Records for the task
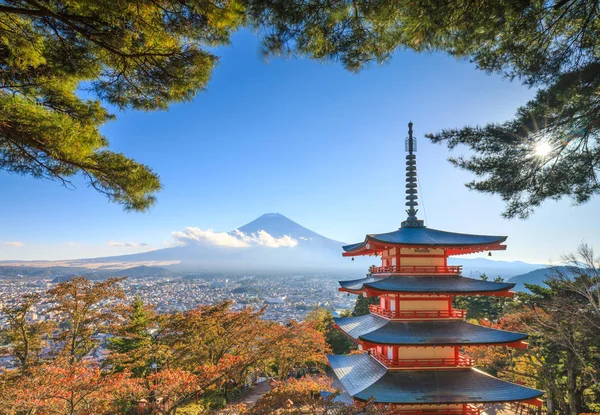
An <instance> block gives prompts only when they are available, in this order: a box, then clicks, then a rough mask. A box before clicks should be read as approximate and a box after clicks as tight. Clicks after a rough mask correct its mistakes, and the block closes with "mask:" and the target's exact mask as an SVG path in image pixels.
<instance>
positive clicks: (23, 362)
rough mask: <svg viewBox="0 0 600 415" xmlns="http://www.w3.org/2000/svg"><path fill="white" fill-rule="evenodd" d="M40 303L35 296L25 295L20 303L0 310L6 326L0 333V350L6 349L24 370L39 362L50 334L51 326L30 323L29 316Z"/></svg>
mask: <svg viewBox="0 0 600 415" xmlns="http://www.w3.org/2000/svg"><path fill="white" fill-rule="evenodd" d="M39 302H40V296H39V295H37V294H27V295H25V296H24V297H23V298H22V299H21V301H20V302H19V303H17V304H14V305H12V306H8V305H7V306H4V307H2V308H1V309H0V316H2V317H4V318H5V319H6V322H7V325H6V328H5V329H4V330H1V331H0V345H6V346H5V347H2V348H0V351H3V350H2V349H6V351H8V353H9V354H12V355H13V356H15V357H16V358H17V359H18V360H19V363H20V365H21V369H26V368H27V366H28V365H29V364H31V363H35V362H37V361H38V360H39V355H40V353H41V351H42V349H43V348H44V346H45V345H46V343H47V342H46V339H47V337H48V335H49V334H50V333H51V331H52V328H53V326H54V325H53V324H51V323H45V322H41V323H40V322H37V323H34V322H31V321H30V317H31V316H30V314H31V313H32V312H33V311H34V310H35V306H37V305H38V304H39Z"/></svg>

What you should do
Without the pictures, repeat every record above exactly as written.

Exercise result
An <instance> block gives prompts only when they are available, in this order: a box, then clicks, then a rough mask. A box before clicks should be read as approximate and a box after clicks as tight. Clicks after a rough mask correct its mistakes, and the block closes with "mask:" and the target's exact mask as an SVG path in image pixels.
<instance>
positive clicks: (23, 362)
rough mask: <svg viewBox="0 0 600 415" xmlns="http://www.w3.org/2000/svg"><path fill="white" fill-rule="evenodd" d="M40 303L35 296L25 295L20 303L0 310L6 326L0 333V350L6 349L24 370L39 362L50 334L51 326L30 323L29 316Z"/></svg>
mask: <svg viewBox="0 0 600 415" xmlns="http://www.w3.org/2000/svg"><path fill="white" fill-rule="evenodd" d="M39 302H40V296H39V295H37V294H27V295H25V296H24V297H23V298H22V299H21V301H20V302H19V303H17V304H14V305H12V306H8V305H7V306H4V307H2V308H1V309H0V316H2V317H4V318H5V319H6V322H7V325H6V328H5V329H4V330H1V331H0V345H6V346H5V347H2V348H0V351H3V350H2V349H6V351H8V353H9V354H12V355H13V356H15V357H16V358H17V359H18V360H19V363H20V365H21V369H26V368H27V366H28V365H29V364H31V363H35V362H37V361H38V360H39V355H40V353H41V351H42V349H43V348H44V346H45V345H46V343H47V342H46V339H47V337H48V335H49V334H50V333H51V331H52V328H53V326H54V325H53V324H51V323H45V322H41V323H40V322H37V323H34V322H31V321H30V317H31V316H30V314H31V313H32V312H33V311H34V310H35V306H37V305H38V304H39Z"/></svg>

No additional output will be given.